- What the task asks: Recast everything from the line containing "The prompts of" down to the line containing "rough mask: <svg", both of those lines included, as a JSON list of strings with one string per line and any blank lines left out.

- Listed entries:
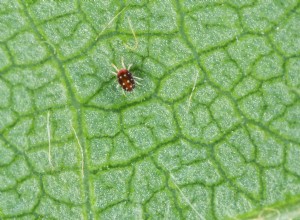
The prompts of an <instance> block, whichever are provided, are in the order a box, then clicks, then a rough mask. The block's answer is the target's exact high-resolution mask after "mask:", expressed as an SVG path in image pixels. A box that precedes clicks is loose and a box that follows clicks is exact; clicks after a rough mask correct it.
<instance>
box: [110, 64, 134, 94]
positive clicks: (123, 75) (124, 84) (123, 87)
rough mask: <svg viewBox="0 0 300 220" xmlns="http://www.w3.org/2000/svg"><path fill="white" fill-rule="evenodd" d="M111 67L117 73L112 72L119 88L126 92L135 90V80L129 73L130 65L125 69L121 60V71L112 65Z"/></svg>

--

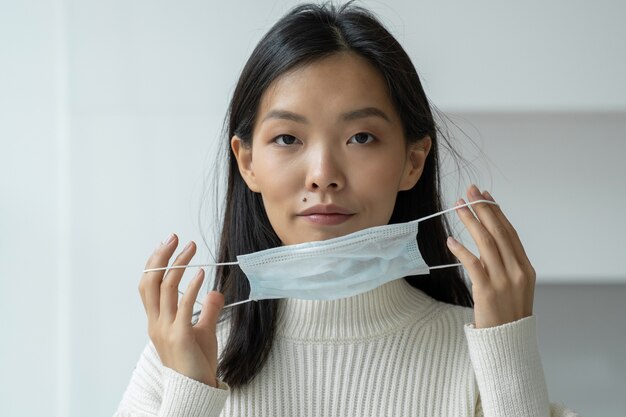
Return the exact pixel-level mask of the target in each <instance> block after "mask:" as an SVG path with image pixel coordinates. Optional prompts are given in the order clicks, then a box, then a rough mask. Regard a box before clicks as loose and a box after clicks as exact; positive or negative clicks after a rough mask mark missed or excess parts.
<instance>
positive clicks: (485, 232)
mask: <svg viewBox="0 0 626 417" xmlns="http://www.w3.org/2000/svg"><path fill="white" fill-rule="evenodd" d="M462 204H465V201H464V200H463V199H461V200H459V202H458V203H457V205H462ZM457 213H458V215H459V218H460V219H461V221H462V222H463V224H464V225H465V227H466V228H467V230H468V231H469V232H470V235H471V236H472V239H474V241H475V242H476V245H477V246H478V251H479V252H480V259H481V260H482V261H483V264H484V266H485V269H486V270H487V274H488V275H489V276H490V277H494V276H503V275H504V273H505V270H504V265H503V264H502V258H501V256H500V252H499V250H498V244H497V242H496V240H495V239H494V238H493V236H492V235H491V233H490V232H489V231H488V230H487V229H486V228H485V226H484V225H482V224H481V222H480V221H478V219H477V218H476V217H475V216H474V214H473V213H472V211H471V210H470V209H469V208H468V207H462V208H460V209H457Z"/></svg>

- Task answer:
[
  "The prompts of an <instance> block, whichever are provided, are in the order a box, then clicks, then a rough mask. The block's answer is the target's exact high-resolution mask after \"mask:\", expressed as an SVG path in image pixels. A box that precedes clicks is loose and a box that follows clicks is exact; clicks after a rough mask correct it.",
  "<instance>",
  "box: [110, 64, 134, 94]",
  "positive clicks: (123, 75) (124, 84) (123, 87)",
  "rough mask: <svg viewBox=\"0 0 300 220\" xmlns=\"http://www.w3.org/2000/svg\"><path fill=\"white\" fill-rule=\"evenodd\" d=\"M111 67L117 73L112 72L119 88L126 92L135 90V80L129 73L130 65L125 69L121 60V71L112 65Z\"/></svg>"
]